▶ **EXERCISE OBJECTIVE**
Reproduce all of the data exactly, with no line skipped.
--------------------------------------------------
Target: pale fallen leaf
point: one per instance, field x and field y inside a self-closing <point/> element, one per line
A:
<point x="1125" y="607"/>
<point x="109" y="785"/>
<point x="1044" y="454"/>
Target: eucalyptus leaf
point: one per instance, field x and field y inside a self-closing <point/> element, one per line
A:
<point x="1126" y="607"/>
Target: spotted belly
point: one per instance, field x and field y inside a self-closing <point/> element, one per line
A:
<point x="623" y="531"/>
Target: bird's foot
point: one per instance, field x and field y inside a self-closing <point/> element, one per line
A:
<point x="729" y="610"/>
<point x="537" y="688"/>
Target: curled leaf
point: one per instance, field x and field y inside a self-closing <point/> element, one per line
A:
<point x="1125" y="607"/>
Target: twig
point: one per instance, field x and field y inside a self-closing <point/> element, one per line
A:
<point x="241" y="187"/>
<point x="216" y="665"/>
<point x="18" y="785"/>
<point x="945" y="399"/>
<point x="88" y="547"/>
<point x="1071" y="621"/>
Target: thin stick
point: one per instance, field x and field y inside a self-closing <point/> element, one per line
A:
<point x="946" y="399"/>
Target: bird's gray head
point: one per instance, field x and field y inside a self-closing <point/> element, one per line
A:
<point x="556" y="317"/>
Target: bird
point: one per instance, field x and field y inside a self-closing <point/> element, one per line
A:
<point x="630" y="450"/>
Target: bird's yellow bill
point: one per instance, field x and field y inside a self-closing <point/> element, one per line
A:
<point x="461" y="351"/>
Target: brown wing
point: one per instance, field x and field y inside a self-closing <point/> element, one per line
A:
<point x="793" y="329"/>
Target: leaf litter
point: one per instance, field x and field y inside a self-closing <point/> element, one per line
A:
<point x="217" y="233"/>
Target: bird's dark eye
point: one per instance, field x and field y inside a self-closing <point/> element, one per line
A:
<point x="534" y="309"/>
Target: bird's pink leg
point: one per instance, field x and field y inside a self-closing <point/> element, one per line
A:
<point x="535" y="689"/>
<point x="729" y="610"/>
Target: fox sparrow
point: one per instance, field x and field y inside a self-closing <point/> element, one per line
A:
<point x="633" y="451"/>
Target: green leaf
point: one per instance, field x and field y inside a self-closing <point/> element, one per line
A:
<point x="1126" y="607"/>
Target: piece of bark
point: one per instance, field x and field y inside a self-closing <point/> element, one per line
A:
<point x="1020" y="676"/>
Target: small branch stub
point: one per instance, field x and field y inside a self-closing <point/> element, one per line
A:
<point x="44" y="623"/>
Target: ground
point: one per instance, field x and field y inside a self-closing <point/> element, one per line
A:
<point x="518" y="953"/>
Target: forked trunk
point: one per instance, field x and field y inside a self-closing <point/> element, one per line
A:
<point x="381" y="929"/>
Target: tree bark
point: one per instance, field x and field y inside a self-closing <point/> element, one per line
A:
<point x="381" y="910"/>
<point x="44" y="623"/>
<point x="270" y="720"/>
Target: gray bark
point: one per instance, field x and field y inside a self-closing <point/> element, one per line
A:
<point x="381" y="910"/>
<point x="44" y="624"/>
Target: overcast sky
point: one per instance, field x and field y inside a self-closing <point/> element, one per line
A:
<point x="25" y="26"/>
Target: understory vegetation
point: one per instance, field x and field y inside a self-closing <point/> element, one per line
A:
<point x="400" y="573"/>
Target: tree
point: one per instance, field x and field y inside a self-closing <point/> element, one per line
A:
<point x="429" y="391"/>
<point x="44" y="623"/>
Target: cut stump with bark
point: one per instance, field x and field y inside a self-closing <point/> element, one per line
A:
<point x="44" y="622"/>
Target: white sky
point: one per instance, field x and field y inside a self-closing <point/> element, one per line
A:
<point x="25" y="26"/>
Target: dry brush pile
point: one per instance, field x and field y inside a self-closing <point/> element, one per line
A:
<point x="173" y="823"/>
--------------------------------------------------
▶ **SOLUTION**
Target: pale fallen leaf
point: one per instance, field x and field y inside a self-closing <point/> element, one per line
A:
<point x="1125" y="607"/>
<point x="109" y="785"/>
<point x="1044" y="454"/>
Target: eucalyptus leaf
point: one per instance, field x and field y inside a self-closing <point/> element, one per line
A:
<point x="1126" y="607"/>
Target: spotted belly
point: one per instance, field x and field y inside a self-closing <point/> element, one per line
A:
<point x="623" y="531"/>
Target: bird's foot
point: one per instance, field x and field y inside a self-closing <point/> element, one per line
A:
<point x="729" y="610"/>
<point x="537" y="688"/>
Target: curled leaf
point: one per instance, field x and field y inside a self-closing <point/> element, one per line
A:
<point x="1125" y="607"/>
Target: twig
point: one per instance, field x and field y inside a self-closing <point/> element, one per line
A:
<point x="241" y="187"/>
<point x="216" y="665"/>
<point x="18" y="785"/>
<point x="945" y="399"/>
<point x="88" y="547"/>
<point x="1071" y="621"/>
Target: thin stick
point: one per instance, field x and field y inside a self-closing <point/> element, one per line
A:
<point x="946" y="399"/>
Target: bird's gray head
point: one per instance, field x and field y inside a self-closing <point/> element, one per line
A:
<point x="556" y="317"/>
Target: bird
point: one per instance, field x and field y inside a self-closing <point/> element, one per line
A:
<point x="630" y="450"/>
Target: bird's yellow bill
point: one per instance, field x and field y inside a self-closing <point/> element, one per line
A:
<point x="461" y="351"/>
Target: brown wing
point: one per instance, field x and field y inside a self-closing <point/> element, one per line
A:
<point x="793" y="329"/>
Target: leaf litter
point: one per instance, field x and field y inside a self-closing <point/> element, one per line
A:
<point x="217" y="233"/>
Target: bird's dark eye
point: one per instance, field x and field y inside a self-closing <point/> element, one per line
A:
<point x="534" y="309"/>
Target: bird's pink leg
point: one per instance, field x and field y inside a self-closing <point/> element, one per line
A:
<point x="535" y="689"/>
<point x="729" y="610"/>
Target: fox sparrow
point: one per instance, field x and field y inside a self-closing <point/> element, one per line
A:
<point x="633" y="451"/>
Target: green leaf
point: one per instance, field x and field y inside a self-closing <point/> element, one per line
A:
<point x="1126" y="607"/>
Target: piece of bark
point: one per instance, field x and field y inside a self-closing <point/> element, one per line
A:
<point x="1020" y="676"/>
Target: small branch stub
point: one per instance, field x and field y inside a self-closing <point/> element, one per line
A:
<point x="44" y="623"/>
Target: ground
point: one per instance, field x and field y inside a self-closing <point/> element, one per line
A:
<point x="518" y="953"/>
Target: forked trunk
point: one per instance, field x and field y inside a self-closing <point/> element, one per line
A:
<point x="381" y="929"/>
Target: tree bark
point: one per instance, field x and field y inside a self-closing <point/> element, one per line
A:
<point x="381" y="910"/>
<point x="44" y="623"/>
<point x="270" y="720"/>
Target: gray bark
point: one per instance, field x and field y inside a self-closing <point/> element, one per line
A:
<point x="381" y="910"/>
<point x="44" y="624"/>
Target: overcast sky
point: one per instance, field x and field y inside a self-closing <point/> element, one per line
A:
<point x="25" y="26"/>
Target: understory vegetation
point: one per instance, field x and field y inside a self-closing <point/> element, one per line
A:
<point x="400" y="573"/>
Target: tree
point: one per instance, field x and field y inside a self-closing <point/> element, one per line
A:
<point x="429" y="391"/>
<point x="44" y="623"/>
Target: cut stump with bark
point: one per instance, field x and field y inside a self-closing <point/> element, one per line
A:
<point x="44" y="622"/>
Target: white sky
point: one per instance, field x and field y inside a self-closing <point/> element, one per line
A:
<point x="25" y="26"/>
Target: dry brush pile
point: one per instance, field x and field y inside a self-closing <point/> element, one per line
A:
<point x="173" y="823"/>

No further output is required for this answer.